Task description = Copy out all of the items below word for word, leaving out the pictures.
------------
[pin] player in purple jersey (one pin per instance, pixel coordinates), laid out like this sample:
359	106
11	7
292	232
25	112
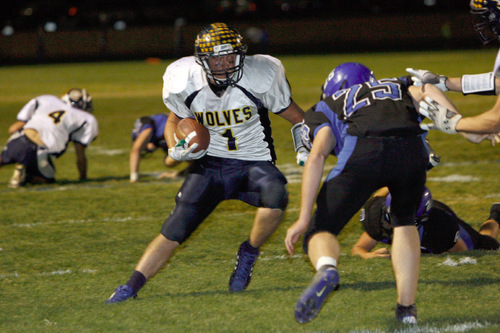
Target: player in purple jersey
486	17
372	126
44	127
231	93
147	137
439	228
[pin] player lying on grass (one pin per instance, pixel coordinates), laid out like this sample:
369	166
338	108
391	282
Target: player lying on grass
372	126
439	228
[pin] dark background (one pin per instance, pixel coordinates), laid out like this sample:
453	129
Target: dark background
78	30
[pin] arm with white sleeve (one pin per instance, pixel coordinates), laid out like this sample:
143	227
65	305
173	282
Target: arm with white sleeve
481	84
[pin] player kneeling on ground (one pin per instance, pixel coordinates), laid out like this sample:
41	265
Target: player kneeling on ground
44	127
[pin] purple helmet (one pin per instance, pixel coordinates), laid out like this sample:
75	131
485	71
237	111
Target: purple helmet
486	19
423	207
345	76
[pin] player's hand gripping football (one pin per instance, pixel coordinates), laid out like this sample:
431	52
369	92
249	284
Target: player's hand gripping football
183	152
443	119
422	76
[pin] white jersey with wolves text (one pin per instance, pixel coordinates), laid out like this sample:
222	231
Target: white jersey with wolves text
57	123
238	120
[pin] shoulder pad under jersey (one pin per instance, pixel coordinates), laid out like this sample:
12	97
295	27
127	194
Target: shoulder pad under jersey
180	73
260	71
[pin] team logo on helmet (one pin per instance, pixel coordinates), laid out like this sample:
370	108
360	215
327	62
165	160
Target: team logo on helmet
486	19
216	40
78	98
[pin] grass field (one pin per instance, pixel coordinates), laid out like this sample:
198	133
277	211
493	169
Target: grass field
65	247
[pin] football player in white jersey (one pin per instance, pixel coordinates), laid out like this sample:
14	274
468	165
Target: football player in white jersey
231	94
486	17
44	127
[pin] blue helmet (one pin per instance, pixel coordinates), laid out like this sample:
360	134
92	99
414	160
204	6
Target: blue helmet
423	207
345	76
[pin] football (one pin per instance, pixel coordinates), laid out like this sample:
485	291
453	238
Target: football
188	125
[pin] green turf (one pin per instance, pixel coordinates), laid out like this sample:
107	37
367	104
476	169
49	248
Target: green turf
65	247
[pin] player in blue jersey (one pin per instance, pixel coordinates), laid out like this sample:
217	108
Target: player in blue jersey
230	93
147	137
486	18
372	126
439	228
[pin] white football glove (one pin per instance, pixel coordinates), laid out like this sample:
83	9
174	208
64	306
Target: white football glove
302	155
422	76
183	152
443	119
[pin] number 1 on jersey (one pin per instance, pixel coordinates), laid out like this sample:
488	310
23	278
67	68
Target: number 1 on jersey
231	140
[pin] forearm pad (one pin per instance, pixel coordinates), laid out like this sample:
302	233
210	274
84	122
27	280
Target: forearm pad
479	84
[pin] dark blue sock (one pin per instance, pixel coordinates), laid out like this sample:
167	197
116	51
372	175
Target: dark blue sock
137	281
249	248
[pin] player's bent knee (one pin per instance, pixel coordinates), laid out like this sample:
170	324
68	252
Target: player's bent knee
274	196
402	222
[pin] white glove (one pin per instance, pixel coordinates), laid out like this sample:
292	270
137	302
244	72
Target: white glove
302	155
422	76
443	119
183	152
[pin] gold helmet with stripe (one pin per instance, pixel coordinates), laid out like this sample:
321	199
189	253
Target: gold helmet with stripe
78	98
217	40
486	19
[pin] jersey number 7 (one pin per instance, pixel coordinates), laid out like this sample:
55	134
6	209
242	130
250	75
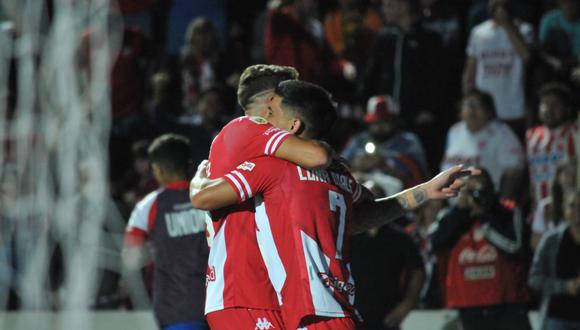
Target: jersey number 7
338	205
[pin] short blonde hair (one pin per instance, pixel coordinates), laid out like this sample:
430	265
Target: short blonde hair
261	77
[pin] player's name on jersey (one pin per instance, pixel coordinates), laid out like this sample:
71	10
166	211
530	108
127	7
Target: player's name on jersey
183	223
343	181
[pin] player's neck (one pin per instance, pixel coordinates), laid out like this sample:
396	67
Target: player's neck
171	178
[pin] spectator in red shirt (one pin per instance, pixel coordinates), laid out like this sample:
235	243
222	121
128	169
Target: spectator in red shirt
295	37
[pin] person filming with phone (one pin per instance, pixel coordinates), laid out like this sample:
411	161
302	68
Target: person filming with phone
481	239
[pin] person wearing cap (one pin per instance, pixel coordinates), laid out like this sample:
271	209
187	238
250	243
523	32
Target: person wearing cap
384	147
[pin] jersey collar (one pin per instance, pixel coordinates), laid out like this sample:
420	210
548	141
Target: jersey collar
177	185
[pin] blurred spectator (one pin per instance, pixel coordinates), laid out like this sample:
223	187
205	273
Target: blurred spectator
388	270
385	147
138	181
549	212
137	13
182	12
431	295
295	37
525	10
404	60
408	59
552	142
498	50
442	18
485	272
202	62
560	38
175	236
555	271
350	30
481	140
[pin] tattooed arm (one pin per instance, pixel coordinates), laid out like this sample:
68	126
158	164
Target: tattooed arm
373	213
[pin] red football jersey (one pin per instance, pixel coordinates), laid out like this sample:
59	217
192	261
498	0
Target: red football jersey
237	276
546	149
308	213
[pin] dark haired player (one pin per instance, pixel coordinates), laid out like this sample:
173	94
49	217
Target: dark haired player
309	214
239	288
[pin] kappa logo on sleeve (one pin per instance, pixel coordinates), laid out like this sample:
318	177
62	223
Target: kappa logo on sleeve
258	120
246	166
264	324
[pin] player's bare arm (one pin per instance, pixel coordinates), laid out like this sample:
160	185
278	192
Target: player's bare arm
216	195
310	154
369	214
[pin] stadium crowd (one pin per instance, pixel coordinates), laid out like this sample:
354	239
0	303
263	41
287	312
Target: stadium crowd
420	86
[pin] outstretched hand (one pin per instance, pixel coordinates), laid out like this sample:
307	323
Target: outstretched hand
447	183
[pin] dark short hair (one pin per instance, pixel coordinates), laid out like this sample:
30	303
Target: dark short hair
310	103
172	152
485	99
261	77
559	89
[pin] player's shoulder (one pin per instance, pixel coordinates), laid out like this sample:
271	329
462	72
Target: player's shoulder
------------
Correct answer =
[pin] player in purple jersey (one pin per instance, pixel coordinates), laid out like this sample:
359	106
11	7
292	232
25	112
Target: player in purple jersey
486	17
372	126
44	127
231	93
147	137
439	228
[pin] player lying on grass (one pin per instance, pixel coordinates), laid out like this sample:
369	166
338	108
391	282
Target: player lying on grass
372	126
439	228
[pin] dark background (one pin per instance, pixel coordinates), laid out like this sample:
453	129
Target: dark background
78	30
[pin] arm with white sleeve (one pin per instance, pixel coordinates), laid out like this sample:
143	227
65	305
173	282
Target: arm with white sleeve
481	84
[pin] player kneeling on ground (one pin per instance, pixel coordinates), laid out like this sample:
41	265
Target: player kneeling on ground
44	127
[pin] purple helmet (one pin per instance, pixel coordinates), laid out like this sample:
75	131
485	71
237	111
Target: purple helmet
486	19
423	207
345	76
[pin] player's hand gripping football (one pin per instance, pixel coordinates), laid out like this sample:
431	52
369	92
249	284
Target: player's hand gripping football
183	152
443	119
422	76
[pin] white jersey with wolves text (one pin per instance, pixel coordinates), laid out like this sample:
222	231
Target: white jersey with wolves text
57	123
238	120
[pin] shoulder pad under jersey (one pin per instance, pixel coordinates), laid out like this sample:
12	97
295	27
127	194
Target: shoulder pad under jersey
180	73
260	71
[pin] team logo on helmet (one pin per instance, pixel coordinates), laid out like this sample:
370	108
360	215
327	62
165	160
Target: team logo on helmet
486	19
216	40
78	98
[pin] grass field (one pin per instance, pixel coordinates), laid out like this sample:
198	133
277	211
493	169
Target: grass field
65	247
[pin] football player in white jersey (one pin per instance, pixel coordinates), laid out like this sample:
14	274
468	165
Target: football player in white jersey
231	94
486	17
44	127
[pin] blue helmet (one pin per instance, pixel coordinates), laid out like this sample:
360	134
92	99
414	160
204	6
Target: blue helmet
423	207
345	76
[pin] football (one pin per instance, pixel coordinates), laid out like this sample:
485	291
453	238
Target: football
188	125
[pin] green turf (one pin per instance, pixel coordinates), laid out like this sample:
107	37
367	104
476	169
49	248
Target: green turf
65	247
[pin] player in blue jersey (one pin per instance, pixel coordinates), laid out like this sample:
217	108
Target: player in blue jersey
230	93
147	137
486	18
372	126
439	228
[pin] white football glove (one pin per instance, pixel coordinates), laid out like this sample:
83	9
174	208
64	306
Target: white football glove
302	155
422	76
183	152
443	119
[pin] number 1 on jersey (one pin per instance, pixel coordinates), laid out like this sample:
488	310
23	278
67	68
Target: number 1 on jersey
231	140
[pin] forearm pad (one pin per instance, pixel coordinates), laid out like this sample:
302	233
210	274
84	122
27	280
Target: forearm pad
479	84
[pin] dark blue sock (one pin per instance, pixel coordinates), laid out like this sample:
167	197
116	51
372	175
Target: dark blue sock
137	281
249	248
[pin] player's bent knee (one pin per instance, pixel coordinates), laid out like this sample:
170	324
68	252
Target: player's bent knee
274	196
402	222
[pin] white glove (one pin per instance, pixel coordinates), laid out like this sample:
292	270
137	302
244	72
Target: white glove
302	155
422	76
443	119
183	152
[pin] gold helmet with stripe (one pin per instance, pixel coordinates), laid out like this sample:
321	199
189	253
Target: gold helmet with stripe
78	98
217	40
486	19
[pin] jersey number 7 (one pin per instance, pixel coordinates), laid out like this sample:
55	134
6	209
242	130
250	75
Target: jersey number 7
338	205
[pin] short blonde hair (one pin per instance, pixel coordinates), laid out like this sample:
430	265
Target: short blonde hair
261	77
[pin] player's name on jersey (one pin per instance, pixel coordinates), laid out like this sample:
71	10
166	211
530	108
127	7
Target: player's name on jersey
183	223
343	181
[pin] player's neck (one pin per instance, pixel coordinates), laid out like this sample:
396	67
Target: player's neck
171	178
[pin] spectator in red shirt (one pin per instance, pixel coordinates), laid out like this sample:
235	243
222	121
128	169
Target: spectator in red shirt
295	37
[pin] person filming with phone (one pin per instance, pixel coordinates), laid out like this sample:
411	161
302	68
Target: person filming with phone
481	239
[pin] person wearing cap (one pin per instance, pixel coordinates), laid out like this sample:
271	209
187	238
250	243
523	32
Target: person wearing cap
384	147
[pin] jersey collar (one pin per instance, pixel coordinates), laid out like this sample:
420	210
548	141
Target: jersey collar
177	185
[pin] blurred spectator (one pin per instance, pixel coordinates), laid out like this sample:
223	187
205	273
Target: blurred spectator
388	270
385	147
138	181
549	212
137	13
182	12
431	295
295	37
525	10
404	60
408	59
552	142
498	50
442	18
485	272
202	62
560	38
175	236
555	271
350	30
481	140
[pin] tattooed arm (one pin per instance, pixel coordinates), laid out like this sample:
68	126
158	164
Target: tattooed arm
373	213
[pin] red football jersey (one pin per instance, pixel coordinates), laid out like this sample:
59	217
192	261
498	0
Target: red football jersey
237	276
546	149
308	213
[pin] dark haired player (one pin per instance, pixel coordinates), laid out like this sample:
173	94
49	217
Target: dark haired player
309	214
239	288
[pin] kappa logo on sleeve (one pin per instance, pixel coordinates), laid out like this sample:
318	177
62	223
Target: kappa logo on sleeve
258	120
246	166
264	324
[pin] player's bare arm (one pin per instance, pixel coordinates), laid out like this sample:
160	185
278	192
Target: player's bare arm
216	195
310	154
369	214
[pin] stadium crowd (one pin per instance, pixel coordinates), laid out like this sample:
354	239
0	303
263	41
287	312
Target: stadium crowd
420	86
[pin] outstretched hand (one pin per instance, pixel coordinates), laid out like this sample:
307	323
Target: outstretched hand
447	183
[pin] dark short hair (one pin per instance, pixel coordinates), laid out like this sample:
30	303
Target: dark short hair
310	103
172	152
485	99
261	77
559	89
[pin] player's shoulder (one pin per instance, pixel coordinates), laid out like this sample:
271	329
462	72
Target: player's shoulder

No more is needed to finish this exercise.